> GESTELLTE AUFGABE
Kopiere den Textauszug über mechanische Vögel und die Anfänge der Kuckucksuhr vollständig und ohne jede Änderung.

::: TEXTAUSZUG :::

Mechanische Vögel und automatische Orgeln

Bereits 1619 gelangte eine „Uhr mit einem Kuckuck, so verüldt und schreiet“ in die kurfürstliche Kunstkammer in Dresden. Mechanische Tiere waren im beginnenden 17. Jahrhundert in ganz Europa en vogue  – unter anderem beschäftigte sich René Descartes mit der (theoretischen) Erschaffung von Androiden. Der Mechaniker Salomon de Caus beschrieb bereits 1615, wie ein Kuckucksruf mit zwei Pfeifen nachgeahmt werden konnte. Auf diesen Ideen aufbauend fertigte der deutsche Jesuit Anthanasius Kircher um 1650 sprechende Statuen, automatische Theater und eine mechanische Orgel mit einem Kuckuck, der Flügel, Schwanzspitze und Schnabel bewegte und dabei den Kuckucksruf ausstieß.

Spätestens als der italienische Architekt Domenico Martinelli 1699 vorschlug, den Kuckucksruf zur Anzeige der Stunden zu nutzen, war der Mechanismus der Kuckucksuhr erfunden. In den Schwarzwald gelangte sie erst später. Die Chronisten sind uneins, auf welchem Weg das geschah: Der Pfarrer Franz Steyrer berichtet, die beide Uhrenhändler Joseph Ganter und Joseph Kammerer hätten 1740 auf einer Handelsreise einen böhmischen Händler getroffen, welcher hölzerne Kuckucksuhren verkaufte. Davon inspiriert sollen die ersten Uhrmacher mit dem Bau von Kuckucksuhren begonnen haben. Steyers Zeitgenosse Markus Fidelius Jäck schreibt hingegen, dass die erste Kuckucksuhr von Franz Anton Ketterer aus Schönwald stammt, der sich von den Blasebälgen einer Orgel inspirieren ließ.

::: BEREITGESTELLTE ANGABEN :::

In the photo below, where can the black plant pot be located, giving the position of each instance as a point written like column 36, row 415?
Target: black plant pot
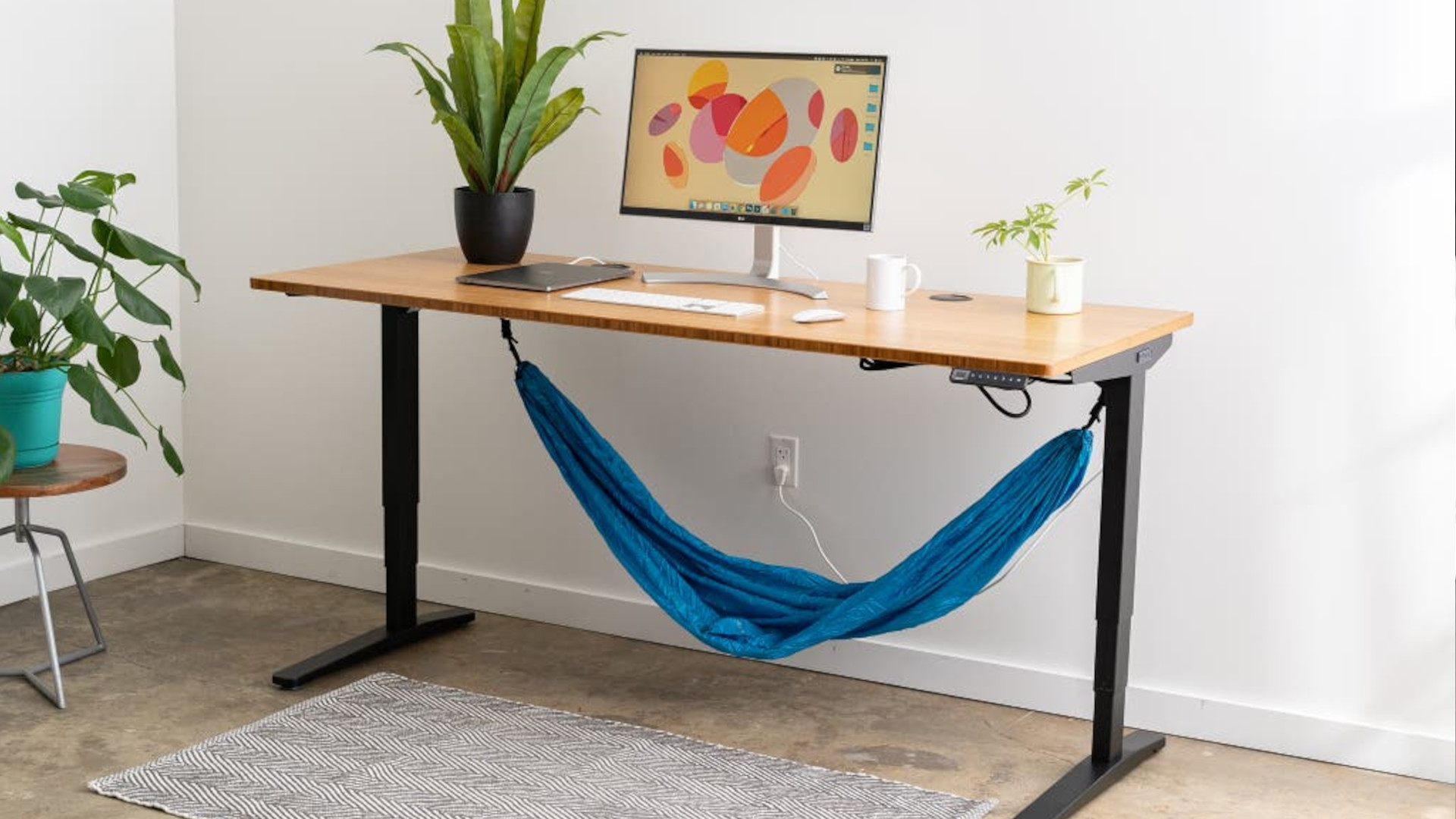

:::
::: BEREITGESTELLTE ANGABEN :::

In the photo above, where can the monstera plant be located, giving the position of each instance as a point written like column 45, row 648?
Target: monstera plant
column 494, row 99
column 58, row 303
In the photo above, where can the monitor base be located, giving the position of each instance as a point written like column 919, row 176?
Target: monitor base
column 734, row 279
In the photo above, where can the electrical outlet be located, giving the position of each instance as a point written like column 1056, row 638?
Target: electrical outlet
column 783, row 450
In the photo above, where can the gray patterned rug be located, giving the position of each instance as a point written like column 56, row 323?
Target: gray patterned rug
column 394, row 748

:::
::: BEREITGESTELLTE ANGABEN :::

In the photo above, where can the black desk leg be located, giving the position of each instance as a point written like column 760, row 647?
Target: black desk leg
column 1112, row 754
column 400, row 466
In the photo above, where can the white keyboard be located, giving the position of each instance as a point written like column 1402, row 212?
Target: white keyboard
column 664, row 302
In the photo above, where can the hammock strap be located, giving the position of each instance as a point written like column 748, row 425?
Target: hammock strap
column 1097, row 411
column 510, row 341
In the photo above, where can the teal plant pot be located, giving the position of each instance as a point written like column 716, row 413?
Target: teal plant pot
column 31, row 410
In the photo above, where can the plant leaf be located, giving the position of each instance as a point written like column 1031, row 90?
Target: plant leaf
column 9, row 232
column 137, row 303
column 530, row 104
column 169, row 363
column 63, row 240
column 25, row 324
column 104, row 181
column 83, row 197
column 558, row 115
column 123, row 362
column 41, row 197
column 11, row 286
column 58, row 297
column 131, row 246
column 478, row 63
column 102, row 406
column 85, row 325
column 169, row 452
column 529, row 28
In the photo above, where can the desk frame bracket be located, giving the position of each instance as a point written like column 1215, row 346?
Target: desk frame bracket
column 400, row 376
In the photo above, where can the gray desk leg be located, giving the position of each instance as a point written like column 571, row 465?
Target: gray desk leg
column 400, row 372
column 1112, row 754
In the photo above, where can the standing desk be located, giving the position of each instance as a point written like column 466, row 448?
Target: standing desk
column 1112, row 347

:::

> ERGEBNIS
Mechanische Vögel und automatische Orgeln

Bereits 1619 gelangte eine „Uhr mit einem Kuckuck, so verüldt und schreiet“ in die kurfürstliche Kunstkammer in Dresden. Mechanische Tiere waren im beginnenden 17. Jahrhundert in ganz Europa en vogue  – unter anderem beschäftigte sich René Descartes mit der (theoretischen) Erschaffung von Androiden. Der Mechaniker Salomon de Caus beschrieb bereits 1615, wie ein Kuckucksruf mit zwei Pfeifen nachgeahmt werden konnte. Auf diesen Ideen aufbauend fertigte der deutsche Jesuit Anthanasius Kircher um 1650 sprechende Statuen, automatische Theater und eine mechanische Orgel mit einem Kuckuck, der Flügel, Schwanzspitze und Schnabel bewegte und dabei den Kuckucksruf ausstieß.

Spätestens als der italienische Architekt Domenico Martinelli 1699 vorschlug, den Kuckucksruf zur Anzeige der Stunden zu nutzen, war der Mechanismus der Kuckucksuhr erfunden. In den Schwarzwald gelangte sie erst später. Die Chronisten sind uneins, auf welchem Weg das geschah: Der Pfarrer Franz Steyrer berichtet, die beide Uhrenhändler Joseph Ganter und Joseph Kammerer hätten 1740 auf einer Handelsreise einen böhmischen Händler getroffen, welcher hölzerne Kuckucksuhren verkaufte. Davon inspiriert sollen die ersten Uhrmacher mit dem Bau von Kuckucksuhren begonnen haben. Steyers Zeitgenosse Markus Fidelius Jäck schreibt hingegen, dass die erste Kuckucksuhr von Franz Anton Ketterer aus Schönwald stammt, der sich von den Blasebälgen einer Orgel inspirieren ließ.